*EXERCISE REQUIREMENTS*:
Copy the listing below from the line that contains "the white bathtub" through the end of the listing, replacing "countertop" with "counter" and changing nothing else.
[START OF PROVIDED DATA]
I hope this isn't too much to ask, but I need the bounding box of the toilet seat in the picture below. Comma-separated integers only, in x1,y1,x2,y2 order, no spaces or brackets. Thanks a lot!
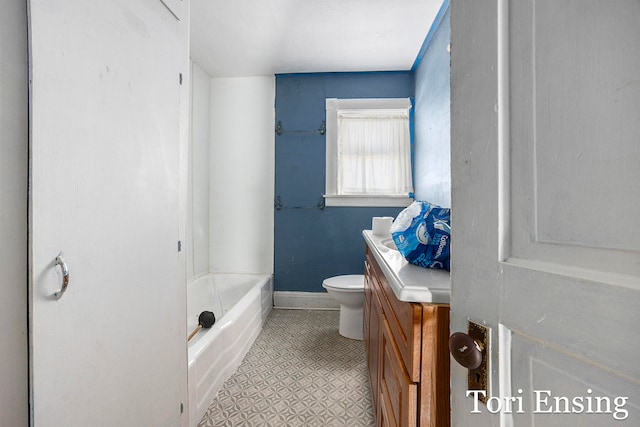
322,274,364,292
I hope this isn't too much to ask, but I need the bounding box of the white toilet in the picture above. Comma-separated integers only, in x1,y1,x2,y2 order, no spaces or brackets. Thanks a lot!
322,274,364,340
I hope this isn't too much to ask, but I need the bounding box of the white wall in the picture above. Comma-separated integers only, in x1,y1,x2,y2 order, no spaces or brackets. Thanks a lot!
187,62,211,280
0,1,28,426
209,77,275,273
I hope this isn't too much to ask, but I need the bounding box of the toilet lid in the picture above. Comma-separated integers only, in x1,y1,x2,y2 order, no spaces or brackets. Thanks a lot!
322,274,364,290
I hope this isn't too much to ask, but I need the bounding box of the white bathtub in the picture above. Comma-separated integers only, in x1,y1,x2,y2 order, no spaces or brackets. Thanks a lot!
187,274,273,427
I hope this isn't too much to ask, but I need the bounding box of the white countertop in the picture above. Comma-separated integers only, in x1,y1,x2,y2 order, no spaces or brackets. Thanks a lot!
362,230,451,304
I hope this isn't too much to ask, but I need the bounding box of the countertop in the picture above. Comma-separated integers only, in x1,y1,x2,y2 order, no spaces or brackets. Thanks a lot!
[END OF PROVIDED DATA]
*FULL SOLUTION*:
I hope this isn't too much to ask, but I need the bounding box of the white bathtub in the picture above. Comma-separated integers only, in x1,y1,x2,y2 order, no spaces or brackets. Thanks a lot!
187,274,273,427
I hope this isn't too much to ask, but I need the bounding box of the white counter in the picture above. Comma-separated integers only, in x1,y1,x2,y2 order, no spaces or brackets. Thanks a lot!
362,230,451,304
I hope this isn't too much to ask, but I need the bounding box of the counter in the picture above. Comma-separated integers only, in x1,y1,x2,y2 order, no spaces or brackets. Thanks a lot!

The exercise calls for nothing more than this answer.